— begin EXCERPT TO READ —

Parallel computing











During my research in physics I have been involved in simulations on parallel computer systems. Parallel processes are quite natural in the nature but early versions of computes were built with Single Instruction unit Single Data (SISD) type of architecture.

Fig. 1. SISD architecture
When the amount of data is huge and the operations to be performed on them is the same the Single Instruction unit Multiple Data (SIMD) architecture is more effective. Monte Carlo simulations and vision like data processing are typical problems like that.

Fig. 2. SIMD architecture
Massively parallelism appears nowadays mainly on the level of Multiple Instruction Multiple Data (MIMD) processor clusters owing to the commercially available cheap building elements with ever increasing clock speeds. However everybody knows that CPU clock speed can not increased without limit, and the memory access speeds are well behind. Therefore redesigning of the high performing architectures are necessary time to time. One such a direction is the intelligent memory IRAM  or processor on memory projects. By putting more and more fast memory on the silicon surface of the processors (cashes) or processors at the edges of the memory matrices one can avoid huge (1000 times magnitude) losses on the connection hardware, buses.

— end EXCERPT TO READ —
— begin PROVIDED INFORMATION —

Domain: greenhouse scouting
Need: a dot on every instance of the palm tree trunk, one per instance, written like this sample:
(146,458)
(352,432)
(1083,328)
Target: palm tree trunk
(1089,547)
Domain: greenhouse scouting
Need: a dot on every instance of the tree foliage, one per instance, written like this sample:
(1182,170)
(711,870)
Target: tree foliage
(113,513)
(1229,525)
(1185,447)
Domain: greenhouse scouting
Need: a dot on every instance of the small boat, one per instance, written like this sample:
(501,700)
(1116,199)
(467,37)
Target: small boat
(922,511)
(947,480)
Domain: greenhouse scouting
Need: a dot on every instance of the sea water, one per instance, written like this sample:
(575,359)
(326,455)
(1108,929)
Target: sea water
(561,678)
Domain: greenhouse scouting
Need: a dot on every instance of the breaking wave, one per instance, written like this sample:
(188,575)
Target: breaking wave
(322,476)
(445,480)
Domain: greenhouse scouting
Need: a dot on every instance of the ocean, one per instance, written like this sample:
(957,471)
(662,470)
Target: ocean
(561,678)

— end PROVIDED INFORMATION —

- _EXERCISE TASK_: From the parallel computing text, extract verbatim the stretch from "During my research" through "problems like that.". Work only from the parallel computing text.

- _SOLVED EXERCISE_:
During my research in physics I have been involved in simulations on parallel computer systems. Parallel processes are quite natural in the nature but early versions of computes were built with Single Instruction unit Single Data (SISD) type of architecture.

Fig. 1. SISD architecture
When the amount of data is huge and the operations to be performed on them is the same the Single Instruction unit Multiple Data (SIMD) architecture is more effective. Monte Carlo simulations and vision like data processing are typical problems like that.